WHAT IS BEING ASKED:
Please print exactly the line containing "the stone tower" and every line after it to the end of the records below, and nothing more.

(Records drawn from a dataset)
--------------------

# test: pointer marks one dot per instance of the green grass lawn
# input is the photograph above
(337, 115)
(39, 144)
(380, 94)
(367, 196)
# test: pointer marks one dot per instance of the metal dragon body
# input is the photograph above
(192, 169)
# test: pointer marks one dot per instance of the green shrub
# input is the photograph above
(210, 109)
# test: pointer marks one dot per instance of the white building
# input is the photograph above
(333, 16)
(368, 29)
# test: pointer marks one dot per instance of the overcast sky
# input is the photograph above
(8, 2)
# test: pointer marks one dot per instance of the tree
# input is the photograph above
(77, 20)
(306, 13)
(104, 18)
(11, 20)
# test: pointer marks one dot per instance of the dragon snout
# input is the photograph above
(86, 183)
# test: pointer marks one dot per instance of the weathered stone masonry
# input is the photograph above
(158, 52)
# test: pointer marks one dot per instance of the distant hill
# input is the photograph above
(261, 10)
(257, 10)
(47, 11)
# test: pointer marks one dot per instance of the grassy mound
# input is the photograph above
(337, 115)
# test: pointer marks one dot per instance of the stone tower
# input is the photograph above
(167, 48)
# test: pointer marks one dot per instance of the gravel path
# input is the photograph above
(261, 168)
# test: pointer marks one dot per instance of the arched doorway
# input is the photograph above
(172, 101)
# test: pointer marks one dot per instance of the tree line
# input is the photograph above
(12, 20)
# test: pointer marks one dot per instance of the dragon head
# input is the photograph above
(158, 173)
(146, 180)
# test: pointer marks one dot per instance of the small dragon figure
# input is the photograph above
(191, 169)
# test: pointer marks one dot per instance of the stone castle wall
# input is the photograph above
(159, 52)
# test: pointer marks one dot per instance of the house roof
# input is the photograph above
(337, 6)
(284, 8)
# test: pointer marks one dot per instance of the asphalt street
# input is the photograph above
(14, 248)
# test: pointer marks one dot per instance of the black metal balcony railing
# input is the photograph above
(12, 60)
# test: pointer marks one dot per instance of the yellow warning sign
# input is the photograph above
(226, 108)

--------------------

TASK OUTPUT:
# test: pointer marks one dot per instance of the stone tower
# input is the photograph above
(167, 48)
# test: pointer marks one dot per instance of the gravel path
# input is the photograph above
(261, 168)
# test: pointer marks one dot per instance of the arched doorway
# input is the photograph above
(172, 101)
# test: pointer marks one dot per instance of the tree line
# input is the photograph above
(12, 20)
# test: pointer marks one dot per instance of the dragon head
# input is the photograph above
(158, 173)
(146, 180)
# test: pointer marks one dot per instance of the small dragon figure
# input is the photograph above
(191, 169)
# test: pointer marks one dot per instance of the stone castle wall
# input is the photograph above
(159, 52)
# test: pointer marks one dot per instance of the house roof
# input is the photograph above
(337, 6)
(284, 8)
# test: pointer marks one dot per instance of the asphalt street
# input is the photograph above
(14, 248)
# test: pointer marks one dot per instance of the black metal balcony railing
# input is the photograph above
(12, 60)
# test: pointer marks one dot per instance of the yellow warning sign
# input is the photograph above
(226, 108)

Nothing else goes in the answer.